DOCUMENT EXCERPT:
Rebecca Rolfes, a 59-year-old marketing executive in Chicago, has ridden out down markets before, but now her time is shrinking along with her assets. "I keep going on my mutual fund sites but not actually doing anything," she said.
Even if you can't bring yourself to make big changes to your portfolio, spending just a bit less money in retirement can make a big difference.
"Small changes in retirees' burn rate will affect them far greater than what the market will do today," said Bill Schultheis, of Sagemark Wealth Management in Kirkland, Wash., and author of The Coffeehouse Investor. That's because overspending is a risk you can control.
Aside from the job losses at financial services companies in the news, there was also concern that the economy could slow significantly and ultimately affect employment levels everywhere.
Last week, people who work for themselves seemed to feel better about their prospects than those who work for large companies. "It feels safer than having a job with a single employer," said Mike Sanislo, who helps companies with new product development through his firm, High Energy Consulting, in Woodbury, Minn. He says he expects to lose clients every so often, but his business doesn't fall apart when one goes away.
Though you might not be ready to chuck it all and hang out a shingle, it's worth considering the approach that Kathy Santos has taken.
Santos, a webmaster in Pepperell, Mass., has a job by day at the environmental nonprofit group Earthwatch Institute, but she is developing a Web design and photography business on the side, Rhino Hill Studios, to spread out her income risk. She also picks up a bit of extra money as an emergency medical technician for the town.
All the problems that exotic mortgages have caused have, hopefully, taught some important lessons about interest rate risk. This is something you can really control. If you're applying for a new mortgage now, a fixed-rate mortgage means no risk that the rate will go up. If you have an adjustable-rate mortgage and have enough equity in your house to refinance, now's the time to get a fixed-rate loan.
Here's another certainty for those skittish about investing: If you put extra money beyond the minimum toward the monthly payment on a 6 percent mortgage, you're effectively earning 6 percent by ridding yourself of that extra debt (though the number is a bit less if you're taking advantage of the interest tax deduction).

DATA UNDER STUDY:
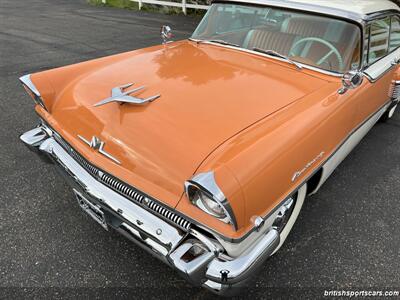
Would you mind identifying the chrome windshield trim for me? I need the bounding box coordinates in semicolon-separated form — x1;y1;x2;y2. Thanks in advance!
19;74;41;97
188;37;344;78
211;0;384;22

==

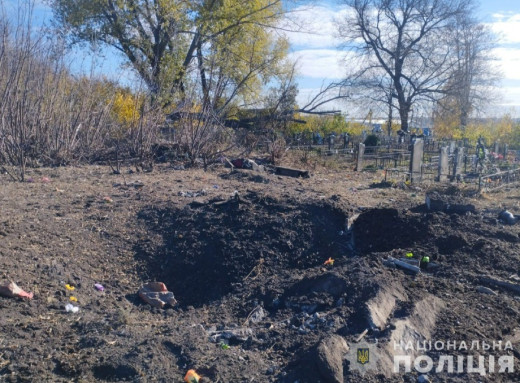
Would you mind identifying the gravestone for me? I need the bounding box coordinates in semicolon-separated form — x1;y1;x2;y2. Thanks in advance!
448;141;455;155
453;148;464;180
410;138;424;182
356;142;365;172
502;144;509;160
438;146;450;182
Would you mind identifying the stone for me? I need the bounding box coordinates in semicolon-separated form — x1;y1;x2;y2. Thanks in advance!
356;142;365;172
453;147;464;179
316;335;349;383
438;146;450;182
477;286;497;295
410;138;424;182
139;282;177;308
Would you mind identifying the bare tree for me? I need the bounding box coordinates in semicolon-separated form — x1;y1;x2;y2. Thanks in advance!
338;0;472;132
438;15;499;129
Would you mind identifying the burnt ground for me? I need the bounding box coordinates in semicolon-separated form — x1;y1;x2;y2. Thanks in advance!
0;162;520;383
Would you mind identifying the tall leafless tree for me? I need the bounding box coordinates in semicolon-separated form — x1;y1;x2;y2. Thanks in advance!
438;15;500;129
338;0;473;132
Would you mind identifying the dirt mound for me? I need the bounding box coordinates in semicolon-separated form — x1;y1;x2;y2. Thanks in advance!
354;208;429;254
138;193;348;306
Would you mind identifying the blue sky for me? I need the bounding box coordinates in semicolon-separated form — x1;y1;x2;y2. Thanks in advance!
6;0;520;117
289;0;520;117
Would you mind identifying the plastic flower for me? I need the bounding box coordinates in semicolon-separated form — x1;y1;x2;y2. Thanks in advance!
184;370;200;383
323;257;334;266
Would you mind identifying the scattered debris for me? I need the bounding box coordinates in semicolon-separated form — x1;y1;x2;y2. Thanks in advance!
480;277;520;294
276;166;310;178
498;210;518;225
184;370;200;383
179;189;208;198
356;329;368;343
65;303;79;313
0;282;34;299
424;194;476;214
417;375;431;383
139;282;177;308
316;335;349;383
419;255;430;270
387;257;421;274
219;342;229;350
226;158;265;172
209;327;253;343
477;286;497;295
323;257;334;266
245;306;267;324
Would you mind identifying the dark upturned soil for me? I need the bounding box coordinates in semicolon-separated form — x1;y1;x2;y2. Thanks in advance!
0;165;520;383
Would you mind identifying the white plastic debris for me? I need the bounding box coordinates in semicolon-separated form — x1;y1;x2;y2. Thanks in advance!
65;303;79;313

COMPLETE THE FOLLOWING:
(1) From the retirement money piece, copy out the passage starting with "Though you might" and going on through "a fixed-rate loan.".
(2) Pick up the article on managing money risk in a down market where it stops, and keep writing it.

ANSWER LIST:
(1)
Though you might not be ready to chuck it all and hang out a shingle, it's worth considering the approach that Kathy Santos has taken.
Santos, a webmaster in Pepperell, Mass., has a job by day at the environmental nonprofit group Earthwatch Institute, but she is developing a Web design and photography business on the side, Rhino Hill Studios, to spread out her income risk. She also picks up a bit of extra money as an emergency medical technician for the town.
All the problems that exotic mortgages have caused have, hopefully, taught some important lessons about interest rate risk. This is something you can really control. If you're applying for a new mortgage now, a fixed-rate mortgage means no risk that the rate will go up. If you have an adjustable-rate mortgage and have enough equity in your house to refinance, now's the time to get a fixed-rate loan.

(2)
That's what Nell Eakle of Sterling, Ill., has been doing, even though she had to ratchet down the overpayment because of a bout with breast cancer. "We just want to be a little bit ahead," she said. A bonus is that the extra payments mean the mortgage will hit zero about two years ahead of schedule.
A few caveats here. Given the tightened policies among home equity loan providers, you might not be able to easily get this money back out of your house any time soon. Also, it makes more sense to first pay down 18 percent credit card debt or max out any 401(k) match that your employer provides, even if you're parking the money in cash.
AIG's crisis suggests one simple tactic to reduce your exposure to troubled institutions: Split your life insurance policies and annuities among more than one provider.
Many of the things that insurance protects against are precisely the sorts of risks over which people have the most control. In uncertain times, there's some small comfort in taking measures to avoid having to use the insurance.
"Stay in during the first snowfall," suggested Kevin Albaugh, an engineering consultant in Williamsville, N.Y. "That will shake out all of the people who don't know how to drive on it. That's usually when you see a bunch of SUVs off the side of the road."
Michael Fripp of Carrollton, Texas, says the only risk he can control is the health risks from the stress. "The financial risks are beyond my control (and a little beyond my understanding)," he wrote in an e-mail. "I am bicycling to work, walking with the kids and ignoring the 401(k) balance."